**Records shown:**

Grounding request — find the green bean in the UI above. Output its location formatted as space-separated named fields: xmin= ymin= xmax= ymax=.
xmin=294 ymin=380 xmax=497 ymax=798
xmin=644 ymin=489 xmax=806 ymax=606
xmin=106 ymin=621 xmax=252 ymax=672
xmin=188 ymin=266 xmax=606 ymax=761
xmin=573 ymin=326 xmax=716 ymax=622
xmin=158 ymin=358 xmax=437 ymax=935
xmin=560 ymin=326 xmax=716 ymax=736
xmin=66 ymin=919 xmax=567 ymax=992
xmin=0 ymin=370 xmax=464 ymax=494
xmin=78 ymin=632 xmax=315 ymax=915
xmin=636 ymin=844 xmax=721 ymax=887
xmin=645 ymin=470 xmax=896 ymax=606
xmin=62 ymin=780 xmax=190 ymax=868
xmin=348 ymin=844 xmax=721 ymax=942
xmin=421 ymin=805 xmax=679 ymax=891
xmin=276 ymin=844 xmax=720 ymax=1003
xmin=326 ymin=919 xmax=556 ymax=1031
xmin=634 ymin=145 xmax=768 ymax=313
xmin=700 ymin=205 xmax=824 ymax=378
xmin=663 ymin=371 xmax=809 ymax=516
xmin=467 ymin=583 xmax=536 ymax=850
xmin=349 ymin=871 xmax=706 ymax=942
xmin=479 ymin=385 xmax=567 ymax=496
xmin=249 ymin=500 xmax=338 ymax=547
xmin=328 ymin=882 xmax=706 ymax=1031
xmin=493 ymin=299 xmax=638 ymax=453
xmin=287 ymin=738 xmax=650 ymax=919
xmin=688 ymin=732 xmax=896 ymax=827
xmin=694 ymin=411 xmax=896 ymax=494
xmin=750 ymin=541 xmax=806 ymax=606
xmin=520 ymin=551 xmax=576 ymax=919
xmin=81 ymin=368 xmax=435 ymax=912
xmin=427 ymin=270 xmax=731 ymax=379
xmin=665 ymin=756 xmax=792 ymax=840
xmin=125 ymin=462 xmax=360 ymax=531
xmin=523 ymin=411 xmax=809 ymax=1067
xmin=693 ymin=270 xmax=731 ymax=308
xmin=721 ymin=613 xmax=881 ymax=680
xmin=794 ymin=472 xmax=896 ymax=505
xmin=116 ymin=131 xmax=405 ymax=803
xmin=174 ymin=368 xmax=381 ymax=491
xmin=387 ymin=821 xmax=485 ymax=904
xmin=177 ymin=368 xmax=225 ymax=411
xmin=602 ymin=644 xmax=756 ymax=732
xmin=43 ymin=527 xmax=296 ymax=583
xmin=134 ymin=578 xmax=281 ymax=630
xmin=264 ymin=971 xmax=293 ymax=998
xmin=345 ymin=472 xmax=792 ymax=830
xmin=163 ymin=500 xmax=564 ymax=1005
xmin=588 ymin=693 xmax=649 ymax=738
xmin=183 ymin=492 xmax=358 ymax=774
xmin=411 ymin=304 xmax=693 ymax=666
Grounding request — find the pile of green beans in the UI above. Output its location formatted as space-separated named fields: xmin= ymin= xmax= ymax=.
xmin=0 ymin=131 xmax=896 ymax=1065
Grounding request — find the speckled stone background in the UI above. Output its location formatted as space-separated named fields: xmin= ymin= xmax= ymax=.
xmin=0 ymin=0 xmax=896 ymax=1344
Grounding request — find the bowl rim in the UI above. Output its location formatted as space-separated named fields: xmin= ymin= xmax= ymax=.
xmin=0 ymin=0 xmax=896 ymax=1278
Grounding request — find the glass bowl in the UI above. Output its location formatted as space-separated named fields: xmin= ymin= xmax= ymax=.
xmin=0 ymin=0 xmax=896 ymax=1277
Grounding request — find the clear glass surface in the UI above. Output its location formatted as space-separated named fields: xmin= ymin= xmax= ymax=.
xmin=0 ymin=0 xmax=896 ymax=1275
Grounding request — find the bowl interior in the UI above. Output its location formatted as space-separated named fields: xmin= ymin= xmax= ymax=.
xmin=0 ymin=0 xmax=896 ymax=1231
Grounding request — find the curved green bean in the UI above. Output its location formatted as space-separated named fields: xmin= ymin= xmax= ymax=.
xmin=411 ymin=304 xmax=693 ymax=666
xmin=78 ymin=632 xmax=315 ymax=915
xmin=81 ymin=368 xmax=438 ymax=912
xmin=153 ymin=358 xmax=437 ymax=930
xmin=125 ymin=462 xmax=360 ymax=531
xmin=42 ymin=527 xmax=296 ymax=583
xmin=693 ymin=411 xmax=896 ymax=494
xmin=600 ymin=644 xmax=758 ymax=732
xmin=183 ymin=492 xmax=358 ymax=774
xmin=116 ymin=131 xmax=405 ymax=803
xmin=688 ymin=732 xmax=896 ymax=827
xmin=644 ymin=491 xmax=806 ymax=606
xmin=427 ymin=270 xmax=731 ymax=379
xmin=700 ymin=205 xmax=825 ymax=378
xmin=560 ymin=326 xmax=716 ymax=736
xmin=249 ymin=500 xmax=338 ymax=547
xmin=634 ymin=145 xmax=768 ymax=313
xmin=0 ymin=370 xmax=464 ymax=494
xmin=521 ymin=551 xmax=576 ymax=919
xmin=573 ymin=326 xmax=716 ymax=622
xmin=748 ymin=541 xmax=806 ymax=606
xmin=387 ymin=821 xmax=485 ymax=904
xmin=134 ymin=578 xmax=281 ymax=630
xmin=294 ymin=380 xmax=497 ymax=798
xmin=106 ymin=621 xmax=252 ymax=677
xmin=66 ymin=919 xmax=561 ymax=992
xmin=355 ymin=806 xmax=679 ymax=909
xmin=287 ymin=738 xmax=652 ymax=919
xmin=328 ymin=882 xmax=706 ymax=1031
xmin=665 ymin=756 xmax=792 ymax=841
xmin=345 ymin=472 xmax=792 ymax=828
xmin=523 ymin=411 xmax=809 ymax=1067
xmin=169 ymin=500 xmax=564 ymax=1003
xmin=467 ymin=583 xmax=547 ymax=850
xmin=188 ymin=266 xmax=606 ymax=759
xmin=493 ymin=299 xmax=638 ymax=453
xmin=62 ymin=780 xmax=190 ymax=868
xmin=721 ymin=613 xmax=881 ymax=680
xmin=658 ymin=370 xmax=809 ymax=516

**Your objective:** Rewrite the whole listing above, putting "comma-separated" wherever "space-separated" appears and keeping every other character the same.

**Complete response:**
Grounding request — find the green bean in the UI above. Output its location formatted as comma-separated named fields: xmin= ymin= xmax= ymax=.
xmin=294 ymin=380 xmax=497 ymax=798
xmin=644 ymin=489 xmax=806 ymax=606
xmin=106 ymin=621 xmax=252 ymax=672
xmin=188 ymin=266 xmax=606 ymax=761
xmin=573 ymin=326 xmax=716 ymax=622
xmin=158 ymin=358 xmax=437 ymax=935
xmin=560 ymin=326 xmax=716 ymax=736
xmin=66 ymin=919 xmax=567 ymax=992
xmin=0 ymin=370 xmax=464 ymax=494
xmin=78 ymin=632 xmax=315 ymax=915
xmin=636 ymin=844 xmax=721 ymax=887
xmin=645 ymin=470 xmax=896 ymax=606
xmin=62 ymin=780 xmax=190 ymax=868
xmin=348 ymin=844 xmax=721 ymax=942
xmin=421 ymin=805 xmax=679 ymax=891
xmin=276 ymin=844 xmax=720 ymax=1003
xmin=326 ymin=919 xmax=556 ymax=1031
xmin=634 ymin=145 xmax=768 ymax=313
xmin=700 ymin=205 xmax=824 ymax=378
xmin=663 ymin=371 xmax=809 ymax=516
xmin=467 ymin=583 xmax=536 ymax=850
xmin=349 ymin=871 xmax=706 ymax=942
xmin=479 ymin=385 xmax=567 ymax=496
xmin=249 ymin=500 xmax=338 ymax=547
xmin=328 ymin=882 xmax=706 ymax=1031
xmin=493 ymin=299 xmax=638 ymax=453
xmin=287 ymin=738 xmax=650 ymax=919
xmin=688 ymin=732 xmax=896 ymax=827
xmin=694 ymin=411 xmax=896 ymax=494
xmin=750 ymin=541 xmax=806 ymax=606
xmin=520 ymin=551 xmax=576 ymax=919
xmin=81 ymin=368 xmax=435 ymax=912
xmin=427 ymin=270 xmax=731 ymax=379
xmin=665 ymin=756 xmax=792 ymax=840
xmin=125 ymin=462 xmax=360 ymax=531
xmin=523 ymin=411 xmax=809 ymax=1067
xmin=693 ymin=270 xmax=731 ymax=308
xmin=721 ymin=613 xmax=881 ymax=680
xmin=794 ymin=472 xmax=896 ymax=505
xmin=116 ymin=131 xmax=405 ymax=803
xmin=174 ymin=368 xmax=381 ymax=491
xmin=387 ymin=821 xmax=485 ymax=904
xmin=177 ymin=368 xmax=225 ymax=411
xmin=602 ymin=644 xmax=756 ymax=732
xmin=43 ymin=527 xmax=296 ymax=583
xmin=134 ymin=578 xmax=281 ymax=630
xmin=264 ymin=971 xmax=293 ymax=998
xmin=345 ymin=472 xmax=792 ymax=830
xmin=163 ymin=500 xmax=564 ymax=1005
xmin=588 ymin=693 xmax=649 ymax=738
xmin=183 ymin=492 xmax=358 ymax=774
xmin=411 ymin=304 xmax=693 ymax=666
Grounding request — find the pile of green beans in the UI above. Output its location formatted as comma-separated named fields: xmin= ymin= xmax= ymax=.
xmin=0 ymin=131 xmax=896 ymax=1065
Grounding request — find the speckled stone background in the UI above. Output its location formatted as comma-separated named fields: xmin= ymin= xmax= ymax=.
xmin=0 ymin=0 xmax=896 ymax=1344
Grounding request — find the bowl rim in the UI above. Output its location formatted as comma-separated named fields: xmin= ymin= xmax= ymax=.
xmin=0 ymin=0 xmax=896 ymax=1278
Grounding request — find the glass bowl in the UI above. Output its location formatted as comma-separated named fields: xmin= ymin= xmax= ymax=.
xmin=0 ymin=0 xmax=896 ymax=1277
Grounding request — find the clear glass surface in the UI above. Output its location formatted as comma-separated named fields: xmin= ymin= xmax= ymax=.
xmin=0 ymin=0 xmax=896 ymax=1275
Grounding request — find the bowl interior in the UI above. Output its location formatted as comma-separated named fields: xmin= ymin= xmax= ymax=.
xmin=0 ymin=0 xmax=896 ymax=1231
Grounding request — find the curved green bean in the UI above. Output its location formatted as comma-separated named fields: xmin= ymin= xmax= ymax=.
xmin=411 ymin=304 xmax=693 ymax=666
xmin=78 ymin=632 xmax=315 ymax=915
xmin=81 ymin=368 xmax=438 ymax=912
xmin=153 ymin=358 xmax=437 ymax=930
xmin=125 ymin=462 xmax=360 ymax=531
xmin=42 ymin=527 xmax=296 ymax=583
xmin=693 ymin=411 xmax=896 ymax=494
xmin=600 ymin=644 xmax=758 ymax=732
xmin=183 ymin=492 xmax=358 ymax=774
xmin=116 ymin=131 xmax=405 ymax=803
xmin=688 ymin=732 xmax=896 ymax=827
xmin=644 ymin=491 xmax=806 ymax=606
xmin=427 ymin=270 xmax=731 ymax=379
xmin=700 ymin=205 xmax=825 ymax=378
xmin=560 ymin=326 xmax=716 ymax=736
xmin=249 ymin=500 xmax=338 ymax=547
xmin=634 ymin=145 xmax=768 ymax=313
xmin=0 ymin=370 xmax=464 ymax=494
xmin=521 ymin=551 xmax=576 ymax=919
xmin=573 ymin=326 xmax=716 ymax=622
xmin=748 ymin=541 xmax=806 ymax=606
xmin=387 ymin=821 xmax=485 ymax=904
xmin=134 ymin=578 xmax=281 ymax=630
xmin=294 ymin=380 xmax=497 ymax=798
xmin=106 ymin=621 xmax=252 ymax=677
xmin=66 ymin=919 xmax=561 ymax=992
xmin=355 ymin=806 xmax=679 ymax=909
xmin=287 ymin=738 xmax=652 ymax=919
xmin=328 ymin=882 xmax=706 ymax=1031
xmin=665 ymin=756 xmax=792 ymax=841
xmin=345 ymin=472 xmax=792 ymax=828
xmin=523 ymin=411 xmax=809 ymax=1067
xmin=169 ymin=500 xmax=564 ymax=1003
xmin=467 ymin=583 xmax=547 ymax=850
xmin=188 ymin=266 xmax=606 ymax=759
xmin=493 ymin=299 xmax=638 ymax=453
xmin=62 ymin=780 xmax=190 ymax=868
xmin=721 ymin=613 xmax=881 ymax=680
xmin=658 ymin=370 xmax=809 ymax=516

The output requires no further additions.